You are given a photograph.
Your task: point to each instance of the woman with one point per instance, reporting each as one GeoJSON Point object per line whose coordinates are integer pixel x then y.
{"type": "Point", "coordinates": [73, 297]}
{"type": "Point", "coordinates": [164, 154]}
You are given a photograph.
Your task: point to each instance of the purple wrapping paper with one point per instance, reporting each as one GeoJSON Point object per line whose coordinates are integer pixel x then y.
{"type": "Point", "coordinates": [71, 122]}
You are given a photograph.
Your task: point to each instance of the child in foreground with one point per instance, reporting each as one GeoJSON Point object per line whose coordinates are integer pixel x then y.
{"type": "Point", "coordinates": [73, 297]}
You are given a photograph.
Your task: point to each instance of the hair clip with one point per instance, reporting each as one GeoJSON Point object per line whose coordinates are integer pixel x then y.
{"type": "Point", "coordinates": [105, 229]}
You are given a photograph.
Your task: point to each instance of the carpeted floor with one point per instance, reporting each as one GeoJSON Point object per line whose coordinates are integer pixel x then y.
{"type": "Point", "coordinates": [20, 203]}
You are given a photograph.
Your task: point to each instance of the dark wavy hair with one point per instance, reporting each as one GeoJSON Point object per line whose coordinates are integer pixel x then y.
= = =
== Work request ==
What you should produce is an exact copy of the records above.

== Response to the task ==
You are given a photograph.
Your task: point to each instance of the woman with one point per instance, reporting each as one GeoJSON Point object per line whose coordinates are integer pixel x then y.
{"type": "Point", "coordinates": [73, 297]}
{"type": "Point", "coordinates": [164, 154]}
You are given a photograph.
Your task: point to each instance of the purple wrapping paper with one point per instance, reporting each as one GeoJSON Point object per line whose coordinates are integer pixel x then y.
{"type": "Point", "coordinates": [71, 122]}
You are given a photograph.
Your task: point to each instance of the child in foreground with one point per instance, reporting each as one GeoJSON Point object per line whose coordinates are integer pixel x then y.
{"type": "Point", "coordinates": [73, 297]}
You are given a photograph.
Your task: point to each instance of the hair clip with one point per instance, reporting each as one GeoJSON Point object per line whose coordinates are integer pixel x then y.
{"type": "Point", "coordinates": [105, 229]}
You are given a photograph.
Your task: point to each instance of the carpeted floor with one point per instance, reporting each as one GeoJSON Point object per line whose coordinates are integer pixel x then y.
{"type": "Point", "coordinates": [20, 203]}
You are given a photograph.
Your task: point to each instance of the dark wavy hair with one point per instance, reporting each as one GeoJSON Point object per line whose coordinates are integer pixel x then y.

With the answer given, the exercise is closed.